PROBLEM TO SOLVE: State how many lines in the entries below include the string "lamp", and give nothing beyond that number.

LISTED ENTRIES:
== Segment start ==
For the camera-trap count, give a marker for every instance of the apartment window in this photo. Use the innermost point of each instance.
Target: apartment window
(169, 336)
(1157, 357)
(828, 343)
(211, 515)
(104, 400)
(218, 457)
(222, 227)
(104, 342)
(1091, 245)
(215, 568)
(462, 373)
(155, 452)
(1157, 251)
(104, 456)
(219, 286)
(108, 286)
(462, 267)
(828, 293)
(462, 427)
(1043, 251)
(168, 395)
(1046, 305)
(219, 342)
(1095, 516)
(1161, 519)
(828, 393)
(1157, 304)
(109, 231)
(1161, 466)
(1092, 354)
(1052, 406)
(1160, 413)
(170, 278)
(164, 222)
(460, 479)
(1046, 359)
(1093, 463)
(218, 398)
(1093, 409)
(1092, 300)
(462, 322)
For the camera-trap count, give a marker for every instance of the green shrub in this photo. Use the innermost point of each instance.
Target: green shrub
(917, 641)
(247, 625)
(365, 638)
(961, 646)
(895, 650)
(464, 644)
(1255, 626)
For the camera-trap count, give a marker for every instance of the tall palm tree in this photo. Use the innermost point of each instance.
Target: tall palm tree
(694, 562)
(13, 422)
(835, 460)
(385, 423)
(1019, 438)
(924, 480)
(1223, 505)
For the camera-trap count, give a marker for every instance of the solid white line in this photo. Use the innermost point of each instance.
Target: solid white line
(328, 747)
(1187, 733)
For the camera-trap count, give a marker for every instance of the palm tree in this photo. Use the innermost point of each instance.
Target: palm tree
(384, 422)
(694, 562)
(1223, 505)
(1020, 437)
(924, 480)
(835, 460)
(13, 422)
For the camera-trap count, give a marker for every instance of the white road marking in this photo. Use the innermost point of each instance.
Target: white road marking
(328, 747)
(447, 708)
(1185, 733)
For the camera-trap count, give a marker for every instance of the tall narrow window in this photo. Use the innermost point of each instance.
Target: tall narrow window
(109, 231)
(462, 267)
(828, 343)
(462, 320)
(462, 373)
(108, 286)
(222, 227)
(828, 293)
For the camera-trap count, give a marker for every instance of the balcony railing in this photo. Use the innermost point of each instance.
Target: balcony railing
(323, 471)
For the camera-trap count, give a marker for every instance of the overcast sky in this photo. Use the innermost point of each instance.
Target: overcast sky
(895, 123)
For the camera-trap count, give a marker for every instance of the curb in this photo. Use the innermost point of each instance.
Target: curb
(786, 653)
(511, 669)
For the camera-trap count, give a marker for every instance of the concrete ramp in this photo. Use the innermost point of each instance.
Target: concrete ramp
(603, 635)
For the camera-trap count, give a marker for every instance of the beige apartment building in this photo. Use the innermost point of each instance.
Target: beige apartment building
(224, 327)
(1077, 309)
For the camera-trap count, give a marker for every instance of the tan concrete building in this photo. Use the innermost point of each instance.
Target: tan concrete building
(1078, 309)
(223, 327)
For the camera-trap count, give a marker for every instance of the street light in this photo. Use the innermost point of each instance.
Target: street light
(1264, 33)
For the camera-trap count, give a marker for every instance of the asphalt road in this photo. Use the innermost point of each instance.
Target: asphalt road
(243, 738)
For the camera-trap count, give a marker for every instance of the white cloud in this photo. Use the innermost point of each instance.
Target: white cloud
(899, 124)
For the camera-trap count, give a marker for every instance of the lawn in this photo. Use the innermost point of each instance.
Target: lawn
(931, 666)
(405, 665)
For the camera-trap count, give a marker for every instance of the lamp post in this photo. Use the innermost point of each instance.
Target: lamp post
== Segment end ==
RESPONSE BELOW: 2